SHORT PROBLEM: Return, word for word, the part of the passage on script-based solvers from "Script-based solvers" to "listed in get_output_fields().".
[begin PASSAGE]
Script-based solvers

The easiest approach to use a custom solver in piglot is to implement a script-based solver. To this end, a simple class derived from ScriptSolverCallable must be implemented, with the following methods:

  • get_output_fields() - returns a list of the output fields that the solver will return.

  • solve() - receives a dictionary with the mapping between the parameter names and their values, and returns the list of output results. This is the main method for running the solver for a given set of parameters. The results should contain all the responses listed in get_output_fields().

The following example shows a curve fitting problem using a custom solver that fits a sine curve to a set of points. The design variable is the frequency of the sine wave, with a single parameter freq. The solver is specified in the sample_solver.py file, given by

import numpy as np
from piglot.solver.script_solver import ScriptSolverCallable, OutputResult


class SampleSolver(ScriptSolverCallable):

    @staticmethod
    def get_output_fields() -> list[str]:
        return ["sine"]

    @staticmethod
    def solve(values: dict[str, float]) -> dict[str, OutputResult]:
        time = np.linspace(0, 1, 32)
[end PASSAGE]
[begin RAW DATA]
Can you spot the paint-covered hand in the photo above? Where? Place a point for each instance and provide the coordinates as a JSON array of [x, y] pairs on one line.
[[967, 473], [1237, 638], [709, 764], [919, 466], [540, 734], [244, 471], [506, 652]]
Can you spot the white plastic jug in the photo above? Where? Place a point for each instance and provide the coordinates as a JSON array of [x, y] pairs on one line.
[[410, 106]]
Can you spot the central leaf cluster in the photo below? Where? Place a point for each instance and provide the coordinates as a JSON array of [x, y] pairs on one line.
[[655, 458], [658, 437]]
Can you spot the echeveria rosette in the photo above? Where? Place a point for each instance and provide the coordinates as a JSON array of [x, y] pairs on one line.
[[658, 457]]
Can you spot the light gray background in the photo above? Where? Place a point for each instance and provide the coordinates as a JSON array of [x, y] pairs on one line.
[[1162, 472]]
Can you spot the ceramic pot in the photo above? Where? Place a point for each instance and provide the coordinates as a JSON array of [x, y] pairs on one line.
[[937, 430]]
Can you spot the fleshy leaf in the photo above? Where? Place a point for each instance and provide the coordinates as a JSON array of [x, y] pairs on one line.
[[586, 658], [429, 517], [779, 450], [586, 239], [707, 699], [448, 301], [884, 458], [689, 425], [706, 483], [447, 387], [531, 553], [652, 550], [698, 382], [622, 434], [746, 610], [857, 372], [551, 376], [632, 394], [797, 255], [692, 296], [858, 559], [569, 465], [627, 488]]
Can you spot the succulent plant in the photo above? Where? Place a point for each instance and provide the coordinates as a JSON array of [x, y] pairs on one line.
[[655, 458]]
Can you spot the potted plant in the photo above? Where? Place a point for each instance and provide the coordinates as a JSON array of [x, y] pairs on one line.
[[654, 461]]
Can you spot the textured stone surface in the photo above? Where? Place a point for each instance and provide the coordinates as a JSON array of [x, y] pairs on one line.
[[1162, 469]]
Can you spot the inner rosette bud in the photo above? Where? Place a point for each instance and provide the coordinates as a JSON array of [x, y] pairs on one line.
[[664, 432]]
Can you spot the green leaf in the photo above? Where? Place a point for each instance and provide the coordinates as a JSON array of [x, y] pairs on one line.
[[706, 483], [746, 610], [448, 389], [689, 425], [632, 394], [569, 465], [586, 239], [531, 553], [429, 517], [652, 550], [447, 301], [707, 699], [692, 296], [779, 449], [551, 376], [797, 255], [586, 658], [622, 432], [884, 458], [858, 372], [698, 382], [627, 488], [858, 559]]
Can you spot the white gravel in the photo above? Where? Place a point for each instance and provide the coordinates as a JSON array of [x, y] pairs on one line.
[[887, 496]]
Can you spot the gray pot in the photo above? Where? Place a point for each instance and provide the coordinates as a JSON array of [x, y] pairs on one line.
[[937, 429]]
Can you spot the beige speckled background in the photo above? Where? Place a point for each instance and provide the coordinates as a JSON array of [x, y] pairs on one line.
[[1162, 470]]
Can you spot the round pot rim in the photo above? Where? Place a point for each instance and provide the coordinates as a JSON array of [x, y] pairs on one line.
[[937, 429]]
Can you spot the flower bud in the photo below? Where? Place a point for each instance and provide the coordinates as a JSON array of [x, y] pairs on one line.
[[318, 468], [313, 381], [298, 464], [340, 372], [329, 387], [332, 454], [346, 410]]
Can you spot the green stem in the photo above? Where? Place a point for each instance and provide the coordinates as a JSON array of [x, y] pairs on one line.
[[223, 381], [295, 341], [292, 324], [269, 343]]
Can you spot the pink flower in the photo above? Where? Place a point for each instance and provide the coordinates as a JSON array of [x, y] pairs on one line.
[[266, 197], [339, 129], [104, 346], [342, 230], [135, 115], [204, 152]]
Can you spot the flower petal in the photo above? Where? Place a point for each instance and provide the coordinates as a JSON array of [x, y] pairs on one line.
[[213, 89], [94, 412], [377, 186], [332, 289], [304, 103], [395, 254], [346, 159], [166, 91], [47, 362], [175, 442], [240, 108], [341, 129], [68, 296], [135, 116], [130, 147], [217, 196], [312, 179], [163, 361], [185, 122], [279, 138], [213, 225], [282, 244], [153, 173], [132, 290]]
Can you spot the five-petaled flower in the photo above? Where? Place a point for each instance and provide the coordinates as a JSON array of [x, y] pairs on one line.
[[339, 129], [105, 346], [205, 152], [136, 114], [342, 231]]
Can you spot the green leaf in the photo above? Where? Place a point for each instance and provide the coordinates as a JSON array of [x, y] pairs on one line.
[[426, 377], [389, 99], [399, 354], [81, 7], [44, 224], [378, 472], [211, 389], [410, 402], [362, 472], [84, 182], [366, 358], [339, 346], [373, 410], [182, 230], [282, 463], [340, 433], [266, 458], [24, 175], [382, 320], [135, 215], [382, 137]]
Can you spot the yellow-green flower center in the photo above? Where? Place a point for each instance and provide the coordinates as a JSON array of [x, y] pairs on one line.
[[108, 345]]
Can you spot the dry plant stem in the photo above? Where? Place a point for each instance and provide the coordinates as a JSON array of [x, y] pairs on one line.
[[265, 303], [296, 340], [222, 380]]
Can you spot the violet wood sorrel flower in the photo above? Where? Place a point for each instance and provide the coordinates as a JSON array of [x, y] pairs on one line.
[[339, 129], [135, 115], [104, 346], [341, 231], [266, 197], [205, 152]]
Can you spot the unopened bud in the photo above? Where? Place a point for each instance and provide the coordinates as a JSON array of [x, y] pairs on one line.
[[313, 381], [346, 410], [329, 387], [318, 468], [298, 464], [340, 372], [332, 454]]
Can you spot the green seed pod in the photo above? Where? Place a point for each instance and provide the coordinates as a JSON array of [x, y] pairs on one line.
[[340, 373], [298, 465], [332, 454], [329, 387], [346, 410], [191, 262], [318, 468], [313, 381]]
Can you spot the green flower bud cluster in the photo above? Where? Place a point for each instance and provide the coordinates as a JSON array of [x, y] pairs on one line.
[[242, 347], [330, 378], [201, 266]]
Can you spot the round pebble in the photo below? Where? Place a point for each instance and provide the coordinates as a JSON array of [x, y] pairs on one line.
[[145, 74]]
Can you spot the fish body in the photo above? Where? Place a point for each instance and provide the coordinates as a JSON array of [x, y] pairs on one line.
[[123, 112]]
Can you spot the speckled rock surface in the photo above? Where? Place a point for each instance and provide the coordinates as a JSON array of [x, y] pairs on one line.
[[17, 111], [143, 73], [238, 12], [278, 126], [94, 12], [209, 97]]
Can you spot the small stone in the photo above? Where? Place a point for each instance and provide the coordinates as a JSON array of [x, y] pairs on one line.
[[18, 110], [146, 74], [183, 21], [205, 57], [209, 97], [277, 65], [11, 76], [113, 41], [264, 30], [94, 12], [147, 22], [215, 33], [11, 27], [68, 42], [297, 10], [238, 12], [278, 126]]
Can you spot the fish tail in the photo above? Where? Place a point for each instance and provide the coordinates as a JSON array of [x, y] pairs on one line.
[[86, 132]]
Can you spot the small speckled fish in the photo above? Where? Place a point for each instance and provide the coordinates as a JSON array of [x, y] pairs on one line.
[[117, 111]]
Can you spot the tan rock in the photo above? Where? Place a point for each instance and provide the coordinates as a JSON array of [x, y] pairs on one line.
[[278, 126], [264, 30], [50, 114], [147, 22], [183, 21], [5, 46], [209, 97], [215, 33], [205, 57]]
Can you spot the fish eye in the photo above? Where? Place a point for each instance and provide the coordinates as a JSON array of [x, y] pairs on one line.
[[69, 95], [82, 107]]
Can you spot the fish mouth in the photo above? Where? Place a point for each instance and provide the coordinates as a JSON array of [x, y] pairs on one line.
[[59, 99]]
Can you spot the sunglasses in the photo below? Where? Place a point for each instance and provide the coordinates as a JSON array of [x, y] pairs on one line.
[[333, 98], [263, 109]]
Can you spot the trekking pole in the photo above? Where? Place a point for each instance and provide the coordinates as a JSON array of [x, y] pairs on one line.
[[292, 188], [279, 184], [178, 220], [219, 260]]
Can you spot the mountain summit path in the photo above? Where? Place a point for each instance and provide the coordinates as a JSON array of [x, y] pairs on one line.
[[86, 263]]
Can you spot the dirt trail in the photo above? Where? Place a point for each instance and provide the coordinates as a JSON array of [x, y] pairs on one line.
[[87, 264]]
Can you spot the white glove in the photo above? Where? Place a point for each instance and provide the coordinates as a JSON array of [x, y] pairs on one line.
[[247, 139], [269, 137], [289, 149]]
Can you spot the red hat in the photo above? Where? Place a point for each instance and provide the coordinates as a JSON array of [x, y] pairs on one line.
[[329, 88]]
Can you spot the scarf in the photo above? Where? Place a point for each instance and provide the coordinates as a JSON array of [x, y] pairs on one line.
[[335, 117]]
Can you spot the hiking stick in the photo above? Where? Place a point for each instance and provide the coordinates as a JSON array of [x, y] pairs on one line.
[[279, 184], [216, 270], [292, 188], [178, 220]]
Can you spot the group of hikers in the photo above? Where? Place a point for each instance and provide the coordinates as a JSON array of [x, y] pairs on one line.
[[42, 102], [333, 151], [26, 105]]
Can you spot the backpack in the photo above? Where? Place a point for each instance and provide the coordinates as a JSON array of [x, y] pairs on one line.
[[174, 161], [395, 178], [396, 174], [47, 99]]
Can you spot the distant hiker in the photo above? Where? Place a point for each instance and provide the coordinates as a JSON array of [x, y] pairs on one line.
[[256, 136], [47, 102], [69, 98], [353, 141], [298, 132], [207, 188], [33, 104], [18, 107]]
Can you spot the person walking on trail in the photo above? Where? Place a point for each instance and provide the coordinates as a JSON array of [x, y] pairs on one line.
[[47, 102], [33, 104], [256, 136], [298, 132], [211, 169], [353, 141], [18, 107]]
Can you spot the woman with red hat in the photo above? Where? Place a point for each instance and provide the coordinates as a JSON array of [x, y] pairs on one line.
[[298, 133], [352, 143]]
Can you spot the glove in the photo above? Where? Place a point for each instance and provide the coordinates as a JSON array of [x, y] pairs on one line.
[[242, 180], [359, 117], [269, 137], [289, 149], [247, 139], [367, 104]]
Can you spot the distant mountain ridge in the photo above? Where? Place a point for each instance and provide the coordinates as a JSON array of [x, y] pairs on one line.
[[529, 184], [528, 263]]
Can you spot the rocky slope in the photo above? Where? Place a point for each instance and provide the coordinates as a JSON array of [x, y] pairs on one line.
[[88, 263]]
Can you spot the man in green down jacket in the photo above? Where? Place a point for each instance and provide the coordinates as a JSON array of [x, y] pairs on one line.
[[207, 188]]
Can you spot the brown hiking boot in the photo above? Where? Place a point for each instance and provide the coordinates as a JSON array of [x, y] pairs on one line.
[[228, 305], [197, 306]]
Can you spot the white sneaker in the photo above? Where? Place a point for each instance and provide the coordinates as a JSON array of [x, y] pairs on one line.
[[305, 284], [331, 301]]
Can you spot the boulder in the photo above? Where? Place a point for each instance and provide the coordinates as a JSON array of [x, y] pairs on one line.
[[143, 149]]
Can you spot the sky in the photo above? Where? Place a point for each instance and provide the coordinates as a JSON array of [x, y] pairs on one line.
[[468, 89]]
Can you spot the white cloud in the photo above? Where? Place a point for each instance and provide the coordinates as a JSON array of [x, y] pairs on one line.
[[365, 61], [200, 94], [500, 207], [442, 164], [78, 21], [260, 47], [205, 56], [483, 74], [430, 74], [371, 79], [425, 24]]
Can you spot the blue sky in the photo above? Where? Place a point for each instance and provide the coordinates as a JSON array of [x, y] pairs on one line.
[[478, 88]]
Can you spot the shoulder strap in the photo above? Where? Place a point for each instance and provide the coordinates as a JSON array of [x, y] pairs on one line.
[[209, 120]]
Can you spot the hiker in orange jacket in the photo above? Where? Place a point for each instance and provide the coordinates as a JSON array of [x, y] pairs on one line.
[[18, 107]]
[end RAW DATA]
COMPLETED EXERCISE:
Script-based solvers

The easiest approach to use a custom solver in piglot is to implement a script-based solver. To this end, a simple class derived from ScriptSolverCallable must be implemented, with the following methods:

  • get_output_fields() - returns a list of the output fields that the solver will return.

  • solve() - receives a dictionary with the mapping between the parameter names and their values, and returns the list of output results. This is the main method for running the solver for a given set of parameters. The results should contain all the responses listed in get_output_fields().